WHAT YOU SHOULD DO: Update the data below so that each occurrence of "place a dot on each instance" reads "mark every occurrence with a dot", leaving all other wording unchanged.

MATERIALS PROVIDED:
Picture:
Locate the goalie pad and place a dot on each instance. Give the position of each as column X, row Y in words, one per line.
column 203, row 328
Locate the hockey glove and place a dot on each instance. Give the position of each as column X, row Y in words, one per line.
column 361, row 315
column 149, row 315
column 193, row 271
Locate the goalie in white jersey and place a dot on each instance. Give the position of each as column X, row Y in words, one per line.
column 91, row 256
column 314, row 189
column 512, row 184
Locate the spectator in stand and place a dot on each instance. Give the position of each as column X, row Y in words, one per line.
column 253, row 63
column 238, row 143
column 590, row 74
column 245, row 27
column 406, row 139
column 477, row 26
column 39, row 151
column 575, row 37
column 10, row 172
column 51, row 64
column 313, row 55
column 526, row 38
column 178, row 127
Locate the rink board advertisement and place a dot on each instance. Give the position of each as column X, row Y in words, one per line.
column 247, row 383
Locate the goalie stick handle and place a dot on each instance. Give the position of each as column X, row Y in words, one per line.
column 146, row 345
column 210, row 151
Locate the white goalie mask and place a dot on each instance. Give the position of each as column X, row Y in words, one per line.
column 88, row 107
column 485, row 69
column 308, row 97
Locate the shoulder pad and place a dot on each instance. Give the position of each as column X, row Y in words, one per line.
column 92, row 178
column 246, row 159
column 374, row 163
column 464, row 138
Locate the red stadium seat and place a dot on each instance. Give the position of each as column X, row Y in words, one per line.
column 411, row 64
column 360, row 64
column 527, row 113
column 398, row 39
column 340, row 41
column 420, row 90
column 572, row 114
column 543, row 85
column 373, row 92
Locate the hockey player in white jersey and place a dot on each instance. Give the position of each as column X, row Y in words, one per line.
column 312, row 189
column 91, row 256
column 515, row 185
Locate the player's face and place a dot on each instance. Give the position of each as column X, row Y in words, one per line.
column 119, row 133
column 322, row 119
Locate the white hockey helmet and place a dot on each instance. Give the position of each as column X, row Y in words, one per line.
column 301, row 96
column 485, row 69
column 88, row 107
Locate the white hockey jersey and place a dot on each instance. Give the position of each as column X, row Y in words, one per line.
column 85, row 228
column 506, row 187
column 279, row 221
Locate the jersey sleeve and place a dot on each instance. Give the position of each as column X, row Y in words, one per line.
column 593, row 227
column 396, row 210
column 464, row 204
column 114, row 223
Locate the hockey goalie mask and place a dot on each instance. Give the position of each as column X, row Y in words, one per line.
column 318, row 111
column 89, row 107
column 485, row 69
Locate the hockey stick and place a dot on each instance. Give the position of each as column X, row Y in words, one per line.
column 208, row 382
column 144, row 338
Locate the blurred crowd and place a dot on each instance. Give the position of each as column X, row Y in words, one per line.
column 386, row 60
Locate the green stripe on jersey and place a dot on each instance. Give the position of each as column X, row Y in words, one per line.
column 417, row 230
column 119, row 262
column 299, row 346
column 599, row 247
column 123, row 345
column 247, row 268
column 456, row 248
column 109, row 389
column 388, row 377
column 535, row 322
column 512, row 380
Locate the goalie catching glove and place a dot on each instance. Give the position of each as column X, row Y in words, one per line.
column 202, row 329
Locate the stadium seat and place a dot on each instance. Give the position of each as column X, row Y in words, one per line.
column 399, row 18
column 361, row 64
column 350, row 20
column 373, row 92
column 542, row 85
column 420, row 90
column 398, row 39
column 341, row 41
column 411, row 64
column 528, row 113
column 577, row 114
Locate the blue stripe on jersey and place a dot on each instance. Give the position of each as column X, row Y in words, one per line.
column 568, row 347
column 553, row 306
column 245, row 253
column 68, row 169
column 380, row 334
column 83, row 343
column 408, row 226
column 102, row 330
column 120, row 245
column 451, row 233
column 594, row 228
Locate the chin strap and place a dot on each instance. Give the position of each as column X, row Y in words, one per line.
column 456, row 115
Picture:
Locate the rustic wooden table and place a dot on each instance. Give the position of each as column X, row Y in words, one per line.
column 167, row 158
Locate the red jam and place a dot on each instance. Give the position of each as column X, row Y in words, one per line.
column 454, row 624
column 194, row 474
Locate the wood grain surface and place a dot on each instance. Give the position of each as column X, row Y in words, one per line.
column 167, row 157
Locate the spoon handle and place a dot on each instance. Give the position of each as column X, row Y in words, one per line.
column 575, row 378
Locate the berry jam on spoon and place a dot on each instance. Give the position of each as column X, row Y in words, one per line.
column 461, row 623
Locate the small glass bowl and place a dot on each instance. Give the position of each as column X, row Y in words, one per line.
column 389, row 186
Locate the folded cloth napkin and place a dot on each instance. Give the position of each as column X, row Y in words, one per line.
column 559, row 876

ANSWER IN FULL:
Picture:
Locate the goalie pad and mark every occurrence with a dot. Give the position of each as column X, row Y in words, one per line.
column 203, row 328
Locate the hockey glove and mark every occurrence with a dot. Give the position of each as column X, row Y in words, one per line.
column 361, row 315
column 149, row 315
column 193, row 271
Locate the goalie in white jersey and mark every occurrence with a dot. Give the position of each as column X, row Y in words, one per line.
column 91, row 256
column 314, row 189
column 512, row 184
Locate the spectator in stand and mark every occurrence with a dot. Give the position of each as column X, row Y in words, one per line.
column 253, row 63
column 238, row 143
column 590, row 74
column 245, row 27
column 406, row 139
column 477, row 26
column 39, row 151
column 575, row 37
column 10, row 172
column 51, row 64
column 313, row 55
column 526, row 38
column 178, row 127
Locate the rink board advertisement and mark every occurrence with a dot. Give the position of each as column X, row Y in words, one per line.
column 247, row 383
Locate the goalie stick handle and mark every occurrence with a dot. Give the position of each as column X, row Y in words, one per line.
column 146, row 345
column 210, row 151
Locate the white goalie mask and mark every occurrence with a dot. Give the position of each as column X, row Y in words, one per line.
column 88, row 107
column 485, row 69
column 308, row 97
Locate the shoulder pad and mark every occurrence with a dot. Give the position of each as column X, row Y in words, one per line.
column 92, row 178
column 246, row 159
column 374, row 163
column 464, row 138
Locate the red stadium seat and mark every occurrence with a dot. Give the position of each as column X, row Y in words, one per line.
column 411, row 64
column 360, row 64
column 527, row 113
column 398, row 39
column 340, row 41
column 420, row 90
column 572, row 114
column 543, row 85
column 373, row 92
Locate the hockey player in white jersey and mark every occurrence with a dot. Give the position of each as column X, row Y in words, one per line.
column 312, row 189
column 91, row 256
column 515, row 185
Locate the player's face and mark every occurrence with a dot. Give the position of each as column X, row Y in words, one per line.
column 119, row 133
column 322, row 119
Locate the white hockey helmet and mark every occurrence with a dot. Give the position of each as column X, row Y in words, one per line.
column 301, row 96
column 485, row 69
column 88, row 107
Locate the white hockey jersey and mark every occurrence with a dot. Give the position of each as column X, row Y in words, one per line.
column 85, row 228
column 506, row 187
column 279, row 221
Locate the jersey sleeve and mark every occurrence with a dot. Give the position of each as column X, row Y in words, one per line.
column 593, row 227
column 396, row 210
column 464, row 204
column 114, row 223
Locate the hockey goalie mask and mark every occurrence with a dot. Give the position of each as column X, row Y in words, one per line.
column 318, row 111
column 89, row 107
column 485, row 69
Locate the hockey stick and mark every occurrence with a dot. Give the position of each as column X, row Y in words, one per line.
column 208, row 382
column 144, row 338
Locate the blurred crowd and mark every occurrence with a dot. Give the position of each as column X, row Y in words, one per line.
column 386, row 60
Locate the green stripe on jersey and mark every occurrence with a dot. Give the position of each as column X, row Y in words, one per line.
column 417, row 230
column 119, row 262
column 299, row 346
column 599, row 247
column 123, row 345
column 247, row 268
column 456, row 248
column 109, row 389
column 388, row 377
column 535, row 322
column 512, row 380
Locate the goalie catching glove and mark every occurrence with a dot. Give the position of each as column X, row Y in words, one per line.
column 202, row 329
Locate the stadium seat and mark every occurrence with a dot. Give the position of each as column X, row Y in words, one per line.
column 399, row 18
column 361, row 64
column 350, row 20
column 373, row 92
column 542, row 85
column 420, row 90
column 398, row 39
column 341, row 41
column 411, row 64
column 528, row 113
column 577, row 114
Locate the blue stripe on jersey and mark every occurrence with a dot. Give the position of each as column X, row Y in words, one per line.
column 568, row 347
column 553, row 306
column 245, row 253
column 68, row 169
column 380, row 334
column 83, row 343
column 408, row 226
column 102, row 330
column 120, row 245
column 451, row 233
column 594, row 228
Locate the chin strap and mark every occurrence with a dot. Give the position of each as column X, row Y in words, one per line.
column 456, row 115
Picture:
Locate the rustic wooden table and mark every occurrence with a dot. Give the position of each as column X, row Y in words, one per line.
column 167, row 158
Locate the red jam and mark every occurrence with a dot. Give the position of each as column X, row Y in words, one per line.
column 454, row 624
column 194, row 474
Locate the wood grain surface and mark every occurrence with a dot. Give the position of each as column X, row Y in words, one per line.
column 167, row 157
Locate the spoon handle and mark every occurrence with a dot. Give the position of each as column X, row Y in words, one per line.
column 575, row 378
Locate the berry jam on spoon and mark every occurrence with a dot. Give the position of each as column X, row Y in words, one per line.
column 461, row 623
Locate the small glass bowl and mark every occurrence with a dot. Give the position of each as column X, row Y in words, one per line.
column 389, row 186
Locate the folded cloth napkin and mark every occurrence with a dot. Give the position of each as column X, row Y in words, one per line.
column 559, row 876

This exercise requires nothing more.